** Start MATERIAL PROVIDED **

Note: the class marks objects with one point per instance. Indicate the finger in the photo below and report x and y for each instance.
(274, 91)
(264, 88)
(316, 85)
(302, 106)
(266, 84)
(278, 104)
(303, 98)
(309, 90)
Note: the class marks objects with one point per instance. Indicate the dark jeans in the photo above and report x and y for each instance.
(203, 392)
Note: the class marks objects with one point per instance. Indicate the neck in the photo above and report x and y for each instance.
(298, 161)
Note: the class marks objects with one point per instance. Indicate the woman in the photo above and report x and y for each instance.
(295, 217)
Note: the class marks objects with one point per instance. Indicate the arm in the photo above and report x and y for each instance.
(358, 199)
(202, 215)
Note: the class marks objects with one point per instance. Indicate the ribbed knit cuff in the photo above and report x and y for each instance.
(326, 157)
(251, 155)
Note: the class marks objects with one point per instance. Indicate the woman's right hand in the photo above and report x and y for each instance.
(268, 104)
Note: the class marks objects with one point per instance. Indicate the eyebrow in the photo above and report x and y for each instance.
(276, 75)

** End MATERIAL PROVIDED **

* **WRITTEN INSTRUCTION**: Print out every entry, keeping each one exact.

* **WORKED ANSWER**:
Note: the class marks objects with one point per instance. Indicate the finger in the photo below and report x and y for each instance.
(274, 91)
(264, 88)
(316, 85)
(302, 106)
(266, 84)
(278, 104)
(303, 98)
(309, 90)
Note: the class marks objects with one point per instance. Indicate the dark jeans in the photo above and report x and y for each instance.
(203, 392)
Note: the class marks objects with one point per instance. Indicate the neck in the photo above and report x and y for each instance.
(298, 161)
Note: the class marks objects with one point per instance. Indicate the woman in the photo above and report x and y for each instance.
(295, 217)
Note: the class marks objects with one point per instance. Indicate the arm in the photo above and report x and y for each instance.
(358, 199)
(202, 215)
Note: the class marks objects with one point per instance. Indicate the ribbed knit cuff in the photo above and report x and y for each instance.
(326, 157)
(251, 155)
Note: the class marks objects with one point per instance. Indicate the woman's right hand in the photo above and report x and y for each instance.
(268, 104)
Note: the class marks objects with one point per instance. Indicate the eyebrow in the photo above and report x and y for each instance.
(276, 75)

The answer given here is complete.